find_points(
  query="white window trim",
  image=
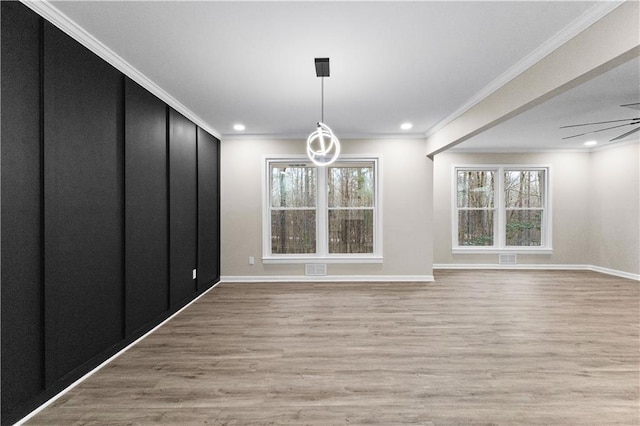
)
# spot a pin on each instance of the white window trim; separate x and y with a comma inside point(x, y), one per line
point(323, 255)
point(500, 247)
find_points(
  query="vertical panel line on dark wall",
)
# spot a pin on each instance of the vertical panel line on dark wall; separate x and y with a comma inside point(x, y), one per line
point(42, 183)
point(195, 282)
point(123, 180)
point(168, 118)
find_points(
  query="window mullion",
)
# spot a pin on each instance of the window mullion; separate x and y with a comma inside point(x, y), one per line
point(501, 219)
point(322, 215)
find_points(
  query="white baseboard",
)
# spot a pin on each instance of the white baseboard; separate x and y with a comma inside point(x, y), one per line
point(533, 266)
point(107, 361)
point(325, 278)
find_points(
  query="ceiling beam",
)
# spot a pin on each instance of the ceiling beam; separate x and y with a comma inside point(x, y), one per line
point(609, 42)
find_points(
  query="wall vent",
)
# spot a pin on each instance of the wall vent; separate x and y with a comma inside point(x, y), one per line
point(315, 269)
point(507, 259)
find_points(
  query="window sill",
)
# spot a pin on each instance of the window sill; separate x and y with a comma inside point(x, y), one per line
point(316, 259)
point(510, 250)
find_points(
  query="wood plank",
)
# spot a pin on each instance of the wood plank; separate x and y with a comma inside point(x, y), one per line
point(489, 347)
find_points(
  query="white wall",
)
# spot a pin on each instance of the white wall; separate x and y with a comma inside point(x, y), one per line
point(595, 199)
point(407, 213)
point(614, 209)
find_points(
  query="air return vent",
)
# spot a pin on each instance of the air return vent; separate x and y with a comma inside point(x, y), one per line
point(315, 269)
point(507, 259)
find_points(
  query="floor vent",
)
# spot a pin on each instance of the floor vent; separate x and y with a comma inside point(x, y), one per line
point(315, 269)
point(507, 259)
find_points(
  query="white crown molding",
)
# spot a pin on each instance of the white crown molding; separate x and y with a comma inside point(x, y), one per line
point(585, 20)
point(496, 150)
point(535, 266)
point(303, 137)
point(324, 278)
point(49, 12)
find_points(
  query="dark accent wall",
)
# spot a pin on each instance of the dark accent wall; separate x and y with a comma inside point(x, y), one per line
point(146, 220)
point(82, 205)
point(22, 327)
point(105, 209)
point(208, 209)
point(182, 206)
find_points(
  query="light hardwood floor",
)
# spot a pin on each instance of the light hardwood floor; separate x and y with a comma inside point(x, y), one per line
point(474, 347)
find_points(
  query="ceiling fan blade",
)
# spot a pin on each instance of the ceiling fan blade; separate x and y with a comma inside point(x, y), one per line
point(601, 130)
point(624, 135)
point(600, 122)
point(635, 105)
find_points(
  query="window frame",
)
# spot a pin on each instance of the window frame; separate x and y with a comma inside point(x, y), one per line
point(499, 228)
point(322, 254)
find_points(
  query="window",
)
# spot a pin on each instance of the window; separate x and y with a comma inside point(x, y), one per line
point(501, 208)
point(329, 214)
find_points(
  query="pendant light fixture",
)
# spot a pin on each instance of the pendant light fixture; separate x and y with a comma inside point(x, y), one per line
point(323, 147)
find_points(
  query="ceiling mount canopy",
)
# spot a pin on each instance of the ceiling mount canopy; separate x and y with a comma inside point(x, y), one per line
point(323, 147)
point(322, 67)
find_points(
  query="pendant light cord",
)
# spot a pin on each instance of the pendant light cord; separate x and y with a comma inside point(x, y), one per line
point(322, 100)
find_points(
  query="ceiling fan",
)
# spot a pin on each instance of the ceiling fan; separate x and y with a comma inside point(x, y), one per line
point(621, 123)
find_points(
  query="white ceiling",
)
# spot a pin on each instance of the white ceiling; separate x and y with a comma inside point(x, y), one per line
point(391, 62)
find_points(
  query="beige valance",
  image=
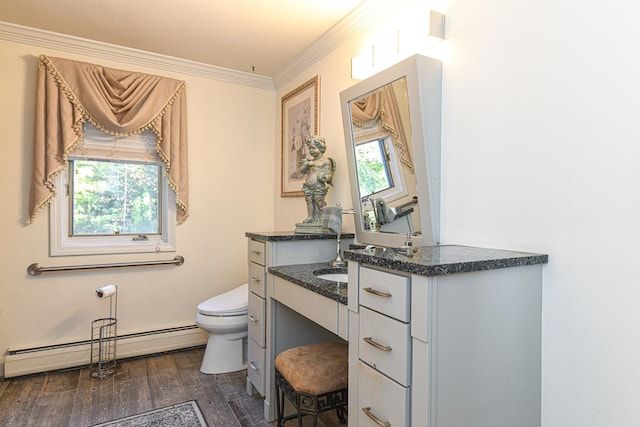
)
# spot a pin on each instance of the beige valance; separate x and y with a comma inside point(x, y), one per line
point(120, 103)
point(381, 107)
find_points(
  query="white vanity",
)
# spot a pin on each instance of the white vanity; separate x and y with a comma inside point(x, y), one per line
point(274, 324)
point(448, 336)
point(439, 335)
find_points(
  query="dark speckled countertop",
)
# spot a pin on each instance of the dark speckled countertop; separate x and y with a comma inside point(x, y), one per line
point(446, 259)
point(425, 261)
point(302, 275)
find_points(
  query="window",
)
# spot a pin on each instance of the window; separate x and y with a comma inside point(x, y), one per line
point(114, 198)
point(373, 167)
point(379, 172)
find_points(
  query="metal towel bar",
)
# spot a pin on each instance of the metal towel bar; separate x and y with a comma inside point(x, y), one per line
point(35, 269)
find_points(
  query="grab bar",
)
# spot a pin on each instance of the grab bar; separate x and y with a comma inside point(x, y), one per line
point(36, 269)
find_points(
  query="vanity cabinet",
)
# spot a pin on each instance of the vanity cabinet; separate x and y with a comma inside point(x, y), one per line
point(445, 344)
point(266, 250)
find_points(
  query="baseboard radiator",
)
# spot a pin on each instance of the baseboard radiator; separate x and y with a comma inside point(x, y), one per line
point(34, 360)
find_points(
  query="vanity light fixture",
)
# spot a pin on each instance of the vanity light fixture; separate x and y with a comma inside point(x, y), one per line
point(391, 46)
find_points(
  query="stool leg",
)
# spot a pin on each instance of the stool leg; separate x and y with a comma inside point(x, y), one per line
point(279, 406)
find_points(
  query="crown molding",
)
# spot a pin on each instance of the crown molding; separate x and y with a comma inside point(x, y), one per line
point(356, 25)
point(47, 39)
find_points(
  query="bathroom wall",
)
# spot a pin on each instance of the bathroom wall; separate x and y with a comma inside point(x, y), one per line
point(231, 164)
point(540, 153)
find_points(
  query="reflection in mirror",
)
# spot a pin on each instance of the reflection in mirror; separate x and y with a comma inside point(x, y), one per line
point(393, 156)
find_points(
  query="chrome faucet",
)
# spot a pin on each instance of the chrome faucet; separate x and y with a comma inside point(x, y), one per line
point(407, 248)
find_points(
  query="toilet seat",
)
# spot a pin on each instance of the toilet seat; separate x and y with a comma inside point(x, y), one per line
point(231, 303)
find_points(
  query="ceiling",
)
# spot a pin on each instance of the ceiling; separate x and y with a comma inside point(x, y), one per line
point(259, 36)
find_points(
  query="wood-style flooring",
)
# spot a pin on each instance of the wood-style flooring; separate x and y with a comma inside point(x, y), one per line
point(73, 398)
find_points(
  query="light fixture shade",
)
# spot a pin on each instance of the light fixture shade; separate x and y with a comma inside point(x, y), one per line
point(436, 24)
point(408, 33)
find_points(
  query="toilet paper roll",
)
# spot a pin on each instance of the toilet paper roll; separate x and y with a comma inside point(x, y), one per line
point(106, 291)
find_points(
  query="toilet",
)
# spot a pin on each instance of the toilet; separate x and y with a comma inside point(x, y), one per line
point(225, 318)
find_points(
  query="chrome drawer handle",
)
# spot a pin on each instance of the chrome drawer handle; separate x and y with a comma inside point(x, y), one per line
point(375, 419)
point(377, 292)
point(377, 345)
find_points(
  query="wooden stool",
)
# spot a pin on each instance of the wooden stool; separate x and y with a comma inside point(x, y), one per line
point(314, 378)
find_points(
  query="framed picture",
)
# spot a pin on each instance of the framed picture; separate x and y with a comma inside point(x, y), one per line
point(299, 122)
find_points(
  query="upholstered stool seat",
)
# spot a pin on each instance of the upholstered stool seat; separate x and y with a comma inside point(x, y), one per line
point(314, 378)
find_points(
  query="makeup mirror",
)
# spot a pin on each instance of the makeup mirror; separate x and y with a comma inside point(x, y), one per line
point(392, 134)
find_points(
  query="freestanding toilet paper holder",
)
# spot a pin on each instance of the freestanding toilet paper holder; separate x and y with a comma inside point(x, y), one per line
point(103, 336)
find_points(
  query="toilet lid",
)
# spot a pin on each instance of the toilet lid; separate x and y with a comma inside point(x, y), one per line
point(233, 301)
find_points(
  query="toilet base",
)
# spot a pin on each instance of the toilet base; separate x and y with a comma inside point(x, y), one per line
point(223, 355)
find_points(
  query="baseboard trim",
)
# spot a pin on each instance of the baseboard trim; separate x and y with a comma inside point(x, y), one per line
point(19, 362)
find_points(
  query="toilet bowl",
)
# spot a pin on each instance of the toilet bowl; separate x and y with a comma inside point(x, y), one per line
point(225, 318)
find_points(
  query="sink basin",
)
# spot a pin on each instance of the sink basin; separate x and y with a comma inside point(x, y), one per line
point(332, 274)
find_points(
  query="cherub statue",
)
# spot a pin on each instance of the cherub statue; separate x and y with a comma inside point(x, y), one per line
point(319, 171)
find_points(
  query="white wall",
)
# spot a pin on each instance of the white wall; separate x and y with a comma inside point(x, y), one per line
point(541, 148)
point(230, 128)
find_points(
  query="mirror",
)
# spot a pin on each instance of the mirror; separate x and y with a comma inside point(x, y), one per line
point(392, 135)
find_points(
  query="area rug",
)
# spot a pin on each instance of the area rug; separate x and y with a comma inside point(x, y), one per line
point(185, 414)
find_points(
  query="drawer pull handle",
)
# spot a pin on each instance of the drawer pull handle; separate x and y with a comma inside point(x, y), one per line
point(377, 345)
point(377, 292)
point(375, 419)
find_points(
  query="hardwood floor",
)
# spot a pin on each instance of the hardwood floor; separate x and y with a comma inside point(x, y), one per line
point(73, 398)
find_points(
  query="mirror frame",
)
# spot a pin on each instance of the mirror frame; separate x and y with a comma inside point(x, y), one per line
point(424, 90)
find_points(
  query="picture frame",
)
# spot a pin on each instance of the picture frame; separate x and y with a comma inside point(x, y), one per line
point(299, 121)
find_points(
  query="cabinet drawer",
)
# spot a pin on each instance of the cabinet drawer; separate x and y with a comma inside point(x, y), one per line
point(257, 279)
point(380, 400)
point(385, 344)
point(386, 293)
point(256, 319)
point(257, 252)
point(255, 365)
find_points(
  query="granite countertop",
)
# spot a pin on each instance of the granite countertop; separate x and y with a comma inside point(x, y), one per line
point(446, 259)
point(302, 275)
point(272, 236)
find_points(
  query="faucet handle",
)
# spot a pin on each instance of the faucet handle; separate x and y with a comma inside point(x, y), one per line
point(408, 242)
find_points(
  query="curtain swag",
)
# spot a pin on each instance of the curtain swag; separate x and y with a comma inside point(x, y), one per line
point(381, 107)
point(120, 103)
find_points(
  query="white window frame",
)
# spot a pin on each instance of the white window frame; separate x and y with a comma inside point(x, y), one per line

### [WHAT TO DO]
Which lines run from the one holding "# spot a pin on each instance of the granite" through the end of the data? Write them out exactly, ends included, and add nothing.

### [WRITTEN REPLY]
# spot a pin on each instance of the granite countertop; separate x and y with a comma inside point(x, y), one per line
point(446, 259)
point(302, 275)
point(272, 236)
find_points(
  query="faucet handle",
)
# spot a pin on each instance of the faucet handle; separate x and y with a comma inside point(x, y), one per line
point(408, 242)
find_points(
  query="curtain swag",
)
# spot a pin on each instance of the curtain swag; separate x and y with a comma inside point(x, y), one per line
point(381, 107)
point(120, 103)
find_points(
  query="white window frame",
)
# spot a pin on each instance of the white window frame; separate x and y with a comma inside point(x, y), one per line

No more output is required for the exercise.